# Assigned task:
What you return must be every line from the beginning of the data through the line holding "box: [363, 204, 377, 218]", unchanged.

# Stored records:
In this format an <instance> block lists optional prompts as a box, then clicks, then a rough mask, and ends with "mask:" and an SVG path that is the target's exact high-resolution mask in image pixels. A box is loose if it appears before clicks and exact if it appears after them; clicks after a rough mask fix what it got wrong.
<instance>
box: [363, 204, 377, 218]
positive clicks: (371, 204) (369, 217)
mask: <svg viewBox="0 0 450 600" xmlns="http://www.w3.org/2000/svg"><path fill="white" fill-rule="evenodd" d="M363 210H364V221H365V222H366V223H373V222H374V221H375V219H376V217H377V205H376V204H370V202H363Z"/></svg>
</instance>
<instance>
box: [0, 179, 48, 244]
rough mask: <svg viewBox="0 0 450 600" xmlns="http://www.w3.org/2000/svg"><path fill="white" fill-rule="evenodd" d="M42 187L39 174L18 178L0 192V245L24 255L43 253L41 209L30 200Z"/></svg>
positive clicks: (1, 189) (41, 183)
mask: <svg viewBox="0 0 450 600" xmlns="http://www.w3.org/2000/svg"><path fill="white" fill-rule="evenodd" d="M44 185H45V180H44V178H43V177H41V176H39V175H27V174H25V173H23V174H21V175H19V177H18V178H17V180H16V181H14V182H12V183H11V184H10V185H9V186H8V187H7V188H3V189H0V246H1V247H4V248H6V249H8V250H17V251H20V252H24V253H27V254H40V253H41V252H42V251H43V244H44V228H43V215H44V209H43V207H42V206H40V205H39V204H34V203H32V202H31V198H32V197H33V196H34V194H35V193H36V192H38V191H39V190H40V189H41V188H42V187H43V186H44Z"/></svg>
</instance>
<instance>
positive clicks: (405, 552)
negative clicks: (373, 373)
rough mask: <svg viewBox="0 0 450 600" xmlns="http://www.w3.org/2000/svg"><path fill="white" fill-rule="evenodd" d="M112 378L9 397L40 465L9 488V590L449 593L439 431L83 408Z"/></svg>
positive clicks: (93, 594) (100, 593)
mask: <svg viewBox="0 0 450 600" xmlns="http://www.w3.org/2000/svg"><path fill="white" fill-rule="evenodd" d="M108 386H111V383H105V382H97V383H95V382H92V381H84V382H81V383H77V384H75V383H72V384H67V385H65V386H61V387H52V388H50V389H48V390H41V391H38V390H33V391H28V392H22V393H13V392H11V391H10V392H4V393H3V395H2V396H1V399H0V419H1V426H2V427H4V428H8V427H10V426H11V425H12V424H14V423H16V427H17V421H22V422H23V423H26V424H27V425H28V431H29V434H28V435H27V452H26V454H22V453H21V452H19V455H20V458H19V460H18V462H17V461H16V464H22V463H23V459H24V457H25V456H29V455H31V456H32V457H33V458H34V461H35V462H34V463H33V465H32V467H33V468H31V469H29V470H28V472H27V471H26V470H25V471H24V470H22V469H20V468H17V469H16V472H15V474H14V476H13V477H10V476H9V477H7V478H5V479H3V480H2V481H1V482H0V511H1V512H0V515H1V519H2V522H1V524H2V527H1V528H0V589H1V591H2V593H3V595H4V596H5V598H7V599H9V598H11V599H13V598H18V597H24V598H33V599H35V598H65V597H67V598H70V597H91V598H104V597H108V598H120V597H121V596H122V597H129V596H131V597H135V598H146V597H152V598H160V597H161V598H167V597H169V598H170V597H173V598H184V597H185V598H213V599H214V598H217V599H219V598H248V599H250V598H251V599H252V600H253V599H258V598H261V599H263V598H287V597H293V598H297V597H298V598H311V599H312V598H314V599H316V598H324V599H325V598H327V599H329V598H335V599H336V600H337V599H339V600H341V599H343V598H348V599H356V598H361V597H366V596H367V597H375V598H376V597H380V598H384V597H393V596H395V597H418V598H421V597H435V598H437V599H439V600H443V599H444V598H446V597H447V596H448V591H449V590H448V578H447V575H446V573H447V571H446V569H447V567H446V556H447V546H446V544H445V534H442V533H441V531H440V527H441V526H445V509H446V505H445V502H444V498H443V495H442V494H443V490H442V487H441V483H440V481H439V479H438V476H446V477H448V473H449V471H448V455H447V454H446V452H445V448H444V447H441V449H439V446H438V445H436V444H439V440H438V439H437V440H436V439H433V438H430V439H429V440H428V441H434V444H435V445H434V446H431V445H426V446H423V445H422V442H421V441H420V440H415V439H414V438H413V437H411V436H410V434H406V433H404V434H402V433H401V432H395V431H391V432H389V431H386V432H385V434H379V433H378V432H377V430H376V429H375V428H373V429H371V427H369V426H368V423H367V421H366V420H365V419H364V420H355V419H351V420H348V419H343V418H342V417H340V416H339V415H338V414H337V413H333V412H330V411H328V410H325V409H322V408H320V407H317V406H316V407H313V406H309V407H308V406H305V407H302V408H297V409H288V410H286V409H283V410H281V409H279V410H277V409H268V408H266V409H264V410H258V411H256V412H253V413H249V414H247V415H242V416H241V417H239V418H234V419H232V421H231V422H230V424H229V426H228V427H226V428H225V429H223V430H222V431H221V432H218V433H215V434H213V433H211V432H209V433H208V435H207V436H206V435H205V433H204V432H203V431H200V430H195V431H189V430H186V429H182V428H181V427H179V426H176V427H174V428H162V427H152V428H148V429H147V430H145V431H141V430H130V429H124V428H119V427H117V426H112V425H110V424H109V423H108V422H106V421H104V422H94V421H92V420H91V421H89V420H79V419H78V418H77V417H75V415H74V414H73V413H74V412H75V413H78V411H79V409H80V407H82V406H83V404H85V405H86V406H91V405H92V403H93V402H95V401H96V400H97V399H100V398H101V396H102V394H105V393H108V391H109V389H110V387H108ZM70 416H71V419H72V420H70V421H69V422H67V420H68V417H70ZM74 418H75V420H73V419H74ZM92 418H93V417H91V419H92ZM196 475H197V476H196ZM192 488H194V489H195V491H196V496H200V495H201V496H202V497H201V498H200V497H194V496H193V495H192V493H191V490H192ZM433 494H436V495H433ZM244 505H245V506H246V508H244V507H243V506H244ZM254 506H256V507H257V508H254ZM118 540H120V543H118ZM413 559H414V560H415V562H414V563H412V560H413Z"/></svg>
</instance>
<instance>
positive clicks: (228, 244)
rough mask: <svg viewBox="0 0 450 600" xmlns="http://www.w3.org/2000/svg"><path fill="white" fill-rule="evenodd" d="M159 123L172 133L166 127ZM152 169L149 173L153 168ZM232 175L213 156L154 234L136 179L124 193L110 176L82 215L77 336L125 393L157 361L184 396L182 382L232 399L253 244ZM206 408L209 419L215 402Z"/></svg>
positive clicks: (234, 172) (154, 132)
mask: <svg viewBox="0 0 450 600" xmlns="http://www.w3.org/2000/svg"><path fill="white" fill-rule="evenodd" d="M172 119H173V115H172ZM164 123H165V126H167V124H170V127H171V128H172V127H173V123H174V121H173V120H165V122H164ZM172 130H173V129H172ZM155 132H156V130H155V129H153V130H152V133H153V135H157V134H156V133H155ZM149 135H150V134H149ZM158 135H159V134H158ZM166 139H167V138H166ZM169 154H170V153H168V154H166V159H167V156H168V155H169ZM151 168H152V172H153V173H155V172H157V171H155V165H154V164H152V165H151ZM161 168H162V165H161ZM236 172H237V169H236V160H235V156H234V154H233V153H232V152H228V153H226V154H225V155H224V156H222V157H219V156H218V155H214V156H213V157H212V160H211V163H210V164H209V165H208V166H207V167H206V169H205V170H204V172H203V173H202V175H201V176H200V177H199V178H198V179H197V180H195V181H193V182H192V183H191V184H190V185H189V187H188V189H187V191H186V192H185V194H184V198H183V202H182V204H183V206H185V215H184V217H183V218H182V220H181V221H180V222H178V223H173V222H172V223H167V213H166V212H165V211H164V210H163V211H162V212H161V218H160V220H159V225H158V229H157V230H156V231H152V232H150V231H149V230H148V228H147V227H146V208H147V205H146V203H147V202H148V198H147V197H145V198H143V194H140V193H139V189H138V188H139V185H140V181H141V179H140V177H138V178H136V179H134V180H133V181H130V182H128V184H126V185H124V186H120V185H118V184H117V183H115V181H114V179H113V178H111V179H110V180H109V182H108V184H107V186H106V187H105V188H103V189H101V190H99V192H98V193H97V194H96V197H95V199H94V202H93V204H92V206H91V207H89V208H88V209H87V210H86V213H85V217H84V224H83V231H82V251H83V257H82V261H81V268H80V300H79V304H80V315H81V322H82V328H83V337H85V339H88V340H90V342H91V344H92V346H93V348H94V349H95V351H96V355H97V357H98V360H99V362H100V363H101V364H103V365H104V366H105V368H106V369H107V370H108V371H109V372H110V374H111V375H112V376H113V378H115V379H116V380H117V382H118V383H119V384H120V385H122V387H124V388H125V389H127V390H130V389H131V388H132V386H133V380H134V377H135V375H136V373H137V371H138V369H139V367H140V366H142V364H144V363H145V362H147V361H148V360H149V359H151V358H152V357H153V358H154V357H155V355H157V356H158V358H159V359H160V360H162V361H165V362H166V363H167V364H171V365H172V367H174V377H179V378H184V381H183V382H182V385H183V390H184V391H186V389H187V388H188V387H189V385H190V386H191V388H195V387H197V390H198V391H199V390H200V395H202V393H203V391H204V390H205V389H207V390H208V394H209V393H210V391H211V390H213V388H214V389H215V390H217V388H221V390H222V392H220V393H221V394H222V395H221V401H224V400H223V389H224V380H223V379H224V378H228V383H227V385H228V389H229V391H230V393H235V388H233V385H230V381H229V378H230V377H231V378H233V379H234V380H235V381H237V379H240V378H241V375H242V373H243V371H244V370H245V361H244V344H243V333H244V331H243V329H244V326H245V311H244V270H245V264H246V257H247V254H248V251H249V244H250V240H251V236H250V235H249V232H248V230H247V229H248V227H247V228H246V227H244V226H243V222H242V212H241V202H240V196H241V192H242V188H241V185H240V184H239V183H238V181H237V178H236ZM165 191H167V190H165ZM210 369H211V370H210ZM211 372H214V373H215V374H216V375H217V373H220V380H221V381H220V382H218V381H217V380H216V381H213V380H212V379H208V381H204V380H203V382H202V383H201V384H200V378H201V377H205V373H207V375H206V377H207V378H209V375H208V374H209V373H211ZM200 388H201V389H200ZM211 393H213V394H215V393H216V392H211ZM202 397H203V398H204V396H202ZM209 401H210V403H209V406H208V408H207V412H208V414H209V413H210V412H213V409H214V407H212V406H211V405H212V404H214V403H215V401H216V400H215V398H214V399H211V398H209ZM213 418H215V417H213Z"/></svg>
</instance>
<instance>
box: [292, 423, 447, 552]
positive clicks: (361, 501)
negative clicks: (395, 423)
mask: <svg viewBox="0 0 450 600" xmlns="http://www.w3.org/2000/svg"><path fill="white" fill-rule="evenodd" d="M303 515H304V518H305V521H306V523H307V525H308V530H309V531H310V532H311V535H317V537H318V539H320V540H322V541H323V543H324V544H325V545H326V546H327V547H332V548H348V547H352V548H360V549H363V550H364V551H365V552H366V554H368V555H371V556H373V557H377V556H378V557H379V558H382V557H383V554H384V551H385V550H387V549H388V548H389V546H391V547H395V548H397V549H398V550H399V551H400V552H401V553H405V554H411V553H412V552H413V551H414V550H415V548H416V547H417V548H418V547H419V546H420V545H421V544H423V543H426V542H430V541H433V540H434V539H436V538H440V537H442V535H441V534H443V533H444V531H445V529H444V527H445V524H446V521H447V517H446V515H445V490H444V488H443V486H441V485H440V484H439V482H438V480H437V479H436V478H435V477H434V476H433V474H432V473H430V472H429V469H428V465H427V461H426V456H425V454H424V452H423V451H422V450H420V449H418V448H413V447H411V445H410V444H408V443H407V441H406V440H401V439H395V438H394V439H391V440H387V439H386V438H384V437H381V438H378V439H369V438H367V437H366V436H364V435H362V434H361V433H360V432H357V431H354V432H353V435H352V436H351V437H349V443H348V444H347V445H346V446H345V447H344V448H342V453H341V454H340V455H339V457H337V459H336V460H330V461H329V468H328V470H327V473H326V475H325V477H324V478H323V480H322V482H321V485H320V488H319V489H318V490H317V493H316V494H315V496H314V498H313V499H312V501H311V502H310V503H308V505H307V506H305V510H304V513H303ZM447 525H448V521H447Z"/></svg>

# Reply to the task:
In this format an <instance> block lists optional prompts as a box, then clicks, then a rough mask, and ends with "mask:" and an SVG path that is the target's exact high-resolution mask in image pixels. A box is loose if it appears before clicks and exact if it appears after them; clicks after a rough mask fix what it got wrong.
<instance>
box: [363, 204, 377, 218]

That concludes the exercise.